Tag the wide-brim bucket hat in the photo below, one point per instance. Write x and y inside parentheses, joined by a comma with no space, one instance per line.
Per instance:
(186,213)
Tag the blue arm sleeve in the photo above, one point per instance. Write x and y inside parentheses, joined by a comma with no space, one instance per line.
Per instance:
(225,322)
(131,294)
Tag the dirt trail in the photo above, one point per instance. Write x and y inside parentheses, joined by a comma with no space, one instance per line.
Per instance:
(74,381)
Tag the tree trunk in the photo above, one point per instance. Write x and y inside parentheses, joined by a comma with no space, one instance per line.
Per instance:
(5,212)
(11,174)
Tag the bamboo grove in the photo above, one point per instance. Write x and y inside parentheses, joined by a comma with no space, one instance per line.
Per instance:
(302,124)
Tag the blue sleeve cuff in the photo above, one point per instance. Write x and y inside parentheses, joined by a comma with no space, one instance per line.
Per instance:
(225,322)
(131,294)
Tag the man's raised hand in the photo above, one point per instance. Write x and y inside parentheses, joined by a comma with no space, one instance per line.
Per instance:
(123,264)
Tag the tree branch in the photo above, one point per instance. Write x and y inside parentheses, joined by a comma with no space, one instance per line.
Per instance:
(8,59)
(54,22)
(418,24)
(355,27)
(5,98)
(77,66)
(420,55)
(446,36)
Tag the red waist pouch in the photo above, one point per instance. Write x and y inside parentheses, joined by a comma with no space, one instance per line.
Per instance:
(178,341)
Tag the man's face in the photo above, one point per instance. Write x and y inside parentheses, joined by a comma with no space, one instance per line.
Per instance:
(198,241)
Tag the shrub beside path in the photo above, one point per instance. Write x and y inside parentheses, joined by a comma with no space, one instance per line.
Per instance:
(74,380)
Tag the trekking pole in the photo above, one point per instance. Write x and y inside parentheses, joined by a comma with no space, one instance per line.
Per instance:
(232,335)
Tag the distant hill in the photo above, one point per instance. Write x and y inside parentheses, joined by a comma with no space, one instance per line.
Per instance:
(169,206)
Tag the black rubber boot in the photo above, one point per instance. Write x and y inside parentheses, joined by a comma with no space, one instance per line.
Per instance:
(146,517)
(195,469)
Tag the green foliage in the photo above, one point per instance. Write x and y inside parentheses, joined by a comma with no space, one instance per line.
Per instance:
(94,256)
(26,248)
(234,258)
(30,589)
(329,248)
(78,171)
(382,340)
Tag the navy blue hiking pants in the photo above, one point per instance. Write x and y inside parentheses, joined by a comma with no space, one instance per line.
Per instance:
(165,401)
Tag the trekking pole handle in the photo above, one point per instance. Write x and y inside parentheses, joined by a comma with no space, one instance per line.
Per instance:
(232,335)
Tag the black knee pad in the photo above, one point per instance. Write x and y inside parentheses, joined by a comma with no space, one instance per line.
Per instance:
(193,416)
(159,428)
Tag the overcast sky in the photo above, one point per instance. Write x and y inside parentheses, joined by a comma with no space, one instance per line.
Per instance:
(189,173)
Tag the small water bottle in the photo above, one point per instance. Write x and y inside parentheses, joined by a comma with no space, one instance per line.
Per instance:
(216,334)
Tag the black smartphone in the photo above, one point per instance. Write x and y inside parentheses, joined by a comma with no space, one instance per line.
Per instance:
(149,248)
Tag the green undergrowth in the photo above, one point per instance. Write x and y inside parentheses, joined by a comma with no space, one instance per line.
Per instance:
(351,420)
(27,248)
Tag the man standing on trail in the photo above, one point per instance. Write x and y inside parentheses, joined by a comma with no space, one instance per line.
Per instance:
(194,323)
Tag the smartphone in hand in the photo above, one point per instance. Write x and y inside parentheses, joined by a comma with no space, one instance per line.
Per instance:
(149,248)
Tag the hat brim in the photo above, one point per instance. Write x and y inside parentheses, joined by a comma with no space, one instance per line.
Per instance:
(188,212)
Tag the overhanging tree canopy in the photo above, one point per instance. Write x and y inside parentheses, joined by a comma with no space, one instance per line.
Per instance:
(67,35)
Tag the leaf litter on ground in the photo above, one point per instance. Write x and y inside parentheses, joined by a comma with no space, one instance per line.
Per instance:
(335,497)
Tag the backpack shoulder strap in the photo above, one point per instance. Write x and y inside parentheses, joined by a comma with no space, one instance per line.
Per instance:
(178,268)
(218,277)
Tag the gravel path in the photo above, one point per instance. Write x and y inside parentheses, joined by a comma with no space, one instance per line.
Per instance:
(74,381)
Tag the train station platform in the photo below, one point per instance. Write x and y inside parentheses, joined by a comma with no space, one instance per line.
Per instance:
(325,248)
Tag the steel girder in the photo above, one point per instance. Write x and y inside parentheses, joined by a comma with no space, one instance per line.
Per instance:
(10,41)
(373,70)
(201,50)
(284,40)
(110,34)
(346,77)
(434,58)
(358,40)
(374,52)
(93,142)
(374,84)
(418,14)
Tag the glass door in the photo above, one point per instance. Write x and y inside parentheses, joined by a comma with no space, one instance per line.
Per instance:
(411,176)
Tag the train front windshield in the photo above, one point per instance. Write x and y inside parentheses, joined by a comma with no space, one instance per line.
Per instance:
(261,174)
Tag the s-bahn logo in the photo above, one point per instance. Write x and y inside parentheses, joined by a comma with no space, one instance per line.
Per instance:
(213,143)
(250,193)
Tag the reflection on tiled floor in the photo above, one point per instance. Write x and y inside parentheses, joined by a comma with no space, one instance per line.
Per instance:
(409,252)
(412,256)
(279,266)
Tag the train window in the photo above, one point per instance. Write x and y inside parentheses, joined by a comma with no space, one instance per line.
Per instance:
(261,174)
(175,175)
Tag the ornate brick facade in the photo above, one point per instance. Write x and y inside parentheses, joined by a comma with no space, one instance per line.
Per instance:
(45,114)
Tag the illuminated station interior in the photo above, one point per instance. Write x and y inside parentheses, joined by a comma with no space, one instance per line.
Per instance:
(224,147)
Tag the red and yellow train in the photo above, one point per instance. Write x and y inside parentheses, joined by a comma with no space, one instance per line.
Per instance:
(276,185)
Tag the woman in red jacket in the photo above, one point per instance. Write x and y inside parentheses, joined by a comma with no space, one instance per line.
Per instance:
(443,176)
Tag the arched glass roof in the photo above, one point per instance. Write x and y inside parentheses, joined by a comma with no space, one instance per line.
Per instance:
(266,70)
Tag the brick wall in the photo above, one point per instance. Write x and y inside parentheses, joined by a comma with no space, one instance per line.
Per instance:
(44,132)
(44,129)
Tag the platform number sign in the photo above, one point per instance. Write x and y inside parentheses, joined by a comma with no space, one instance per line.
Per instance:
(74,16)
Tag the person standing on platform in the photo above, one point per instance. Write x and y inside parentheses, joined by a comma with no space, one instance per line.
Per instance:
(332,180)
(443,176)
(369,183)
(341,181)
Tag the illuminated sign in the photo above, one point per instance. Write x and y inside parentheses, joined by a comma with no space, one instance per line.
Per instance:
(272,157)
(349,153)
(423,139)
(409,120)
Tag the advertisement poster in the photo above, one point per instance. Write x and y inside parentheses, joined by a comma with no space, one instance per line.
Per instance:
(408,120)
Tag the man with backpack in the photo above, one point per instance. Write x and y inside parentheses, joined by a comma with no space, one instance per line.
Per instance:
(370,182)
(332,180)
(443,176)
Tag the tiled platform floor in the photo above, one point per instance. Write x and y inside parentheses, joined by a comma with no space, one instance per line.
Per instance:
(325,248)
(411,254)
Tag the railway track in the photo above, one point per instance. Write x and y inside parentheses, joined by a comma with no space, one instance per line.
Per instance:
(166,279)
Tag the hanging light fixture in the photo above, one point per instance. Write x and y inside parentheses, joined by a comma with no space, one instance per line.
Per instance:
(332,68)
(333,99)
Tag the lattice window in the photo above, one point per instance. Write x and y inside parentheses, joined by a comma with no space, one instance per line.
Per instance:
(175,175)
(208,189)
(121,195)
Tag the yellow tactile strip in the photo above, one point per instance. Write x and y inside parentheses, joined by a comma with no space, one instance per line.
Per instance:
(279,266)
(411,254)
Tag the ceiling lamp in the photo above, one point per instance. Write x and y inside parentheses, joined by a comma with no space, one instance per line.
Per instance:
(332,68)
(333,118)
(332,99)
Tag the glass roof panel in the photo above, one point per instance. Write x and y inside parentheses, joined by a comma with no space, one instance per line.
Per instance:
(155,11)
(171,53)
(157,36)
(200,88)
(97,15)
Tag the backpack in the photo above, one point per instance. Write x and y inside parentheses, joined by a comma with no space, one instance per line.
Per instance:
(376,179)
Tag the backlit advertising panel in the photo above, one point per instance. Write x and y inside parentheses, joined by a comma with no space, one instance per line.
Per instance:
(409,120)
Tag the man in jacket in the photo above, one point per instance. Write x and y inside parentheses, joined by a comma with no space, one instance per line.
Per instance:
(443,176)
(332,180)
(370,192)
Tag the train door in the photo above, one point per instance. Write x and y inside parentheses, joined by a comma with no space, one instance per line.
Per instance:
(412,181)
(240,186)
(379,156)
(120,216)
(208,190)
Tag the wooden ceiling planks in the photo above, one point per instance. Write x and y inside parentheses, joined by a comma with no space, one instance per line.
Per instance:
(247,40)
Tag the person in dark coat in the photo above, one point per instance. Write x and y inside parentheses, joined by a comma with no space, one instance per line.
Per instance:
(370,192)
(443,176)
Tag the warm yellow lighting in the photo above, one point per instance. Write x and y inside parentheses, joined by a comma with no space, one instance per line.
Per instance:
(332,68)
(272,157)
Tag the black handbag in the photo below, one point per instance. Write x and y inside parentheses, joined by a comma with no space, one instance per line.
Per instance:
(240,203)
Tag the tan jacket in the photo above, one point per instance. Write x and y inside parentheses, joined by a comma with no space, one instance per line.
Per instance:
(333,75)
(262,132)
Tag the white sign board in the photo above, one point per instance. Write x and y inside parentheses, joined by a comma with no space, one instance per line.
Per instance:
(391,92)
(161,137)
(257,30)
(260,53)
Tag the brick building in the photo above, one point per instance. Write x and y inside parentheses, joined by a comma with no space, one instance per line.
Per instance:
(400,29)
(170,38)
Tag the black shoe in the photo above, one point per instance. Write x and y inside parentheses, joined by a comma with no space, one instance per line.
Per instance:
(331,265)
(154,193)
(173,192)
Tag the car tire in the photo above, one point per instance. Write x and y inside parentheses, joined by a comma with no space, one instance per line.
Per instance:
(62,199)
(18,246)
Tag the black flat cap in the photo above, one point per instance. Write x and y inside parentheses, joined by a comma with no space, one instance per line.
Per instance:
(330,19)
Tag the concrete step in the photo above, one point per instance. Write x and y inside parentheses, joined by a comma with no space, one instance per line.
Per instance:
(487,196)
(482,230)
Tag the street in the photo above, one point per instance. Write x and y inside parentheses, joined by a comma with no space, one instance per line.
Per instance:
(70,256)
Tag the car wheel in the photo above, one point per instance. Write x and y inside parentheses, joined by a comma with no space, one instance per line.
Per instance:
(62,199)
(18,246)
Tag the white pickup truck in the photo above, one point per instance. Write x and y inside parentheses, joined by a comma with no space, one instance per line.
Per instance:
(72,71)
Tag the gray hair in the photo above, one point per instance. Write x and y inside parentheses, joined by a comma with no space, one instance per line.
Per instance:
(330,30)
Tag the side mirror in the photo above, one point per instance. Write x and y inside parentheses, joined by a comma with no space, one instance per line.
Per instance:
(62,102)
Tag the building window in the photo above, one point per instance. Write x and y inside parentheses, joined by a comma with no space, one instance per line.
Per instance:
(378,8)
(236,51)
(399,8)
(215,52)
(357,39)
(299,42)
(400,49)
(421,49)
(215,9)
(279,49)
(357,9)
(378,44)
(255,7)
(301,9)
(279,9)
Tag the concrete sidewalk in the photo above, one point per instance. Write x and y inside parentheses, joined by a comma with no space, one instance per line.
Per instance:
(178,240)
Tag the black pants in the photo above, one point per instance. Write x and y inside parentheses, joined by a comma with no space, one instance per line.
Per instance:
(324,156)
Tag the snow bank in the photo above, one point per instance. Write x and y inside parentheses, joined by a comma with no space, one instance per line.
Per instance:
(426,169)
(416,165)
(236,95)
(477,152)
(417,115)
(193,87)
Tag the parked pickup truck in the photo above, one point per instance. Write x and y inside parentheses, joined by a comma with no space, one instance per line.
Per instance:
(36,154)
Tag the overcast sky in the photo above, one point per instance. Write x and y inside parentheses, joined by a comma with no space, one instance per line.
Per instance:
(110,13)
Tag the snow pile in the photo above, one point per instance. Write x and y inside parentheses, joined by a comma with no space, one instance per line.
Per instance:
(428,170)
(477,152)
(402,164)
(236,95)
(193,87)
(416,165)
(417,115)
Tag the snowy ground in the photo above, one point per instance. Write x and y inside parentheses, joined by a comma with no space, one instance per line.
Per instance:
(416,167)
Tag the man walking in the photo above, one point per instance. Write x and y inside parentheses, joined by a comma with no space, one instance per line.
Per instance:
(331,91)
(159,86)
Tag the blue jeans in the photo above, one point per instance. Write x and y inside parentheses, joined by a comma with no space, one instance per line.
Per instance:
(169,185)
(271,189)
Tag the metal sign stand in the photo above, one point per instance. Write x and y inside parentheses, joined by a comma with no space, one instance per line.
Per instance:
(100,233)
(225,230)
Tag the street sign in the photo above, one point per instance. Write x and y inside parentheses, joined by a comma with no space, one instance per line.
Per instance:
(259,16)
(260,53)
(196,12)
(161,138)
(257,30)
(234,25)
************
§ Task directions
Can you quote exactly the lines from the one containing "Tag the man walking" through the last line of the records above, and nothing else?

§ Problem solution
Tag the man walking in the photo above, one point per instance. Write x and y inside parentheses, joined by a comma with no space, one instance per line.
Per instance:
(331,91)
(159,86)
Tag the blue jeans in the photo above, one point per instance. Write x and y inside parentheses, joined by a comma with no space, one instance per line.
Per instance:
(169,185)
(271,189)
Tag the metal sign stand in the photo above, one point per instance. Write x and y inside parentheses, joined by a comma with no space, one instance per line.
Per instance:
(100,233)
(225,230)
Tag the street sign in the photo above, one point per instance. Write x and y inside parentheses, joined by a comma with no space, one instance per line.
Per instance:
(259,16)
(260,53)
(196,12)
(161,138)
(257,30)
(234,25)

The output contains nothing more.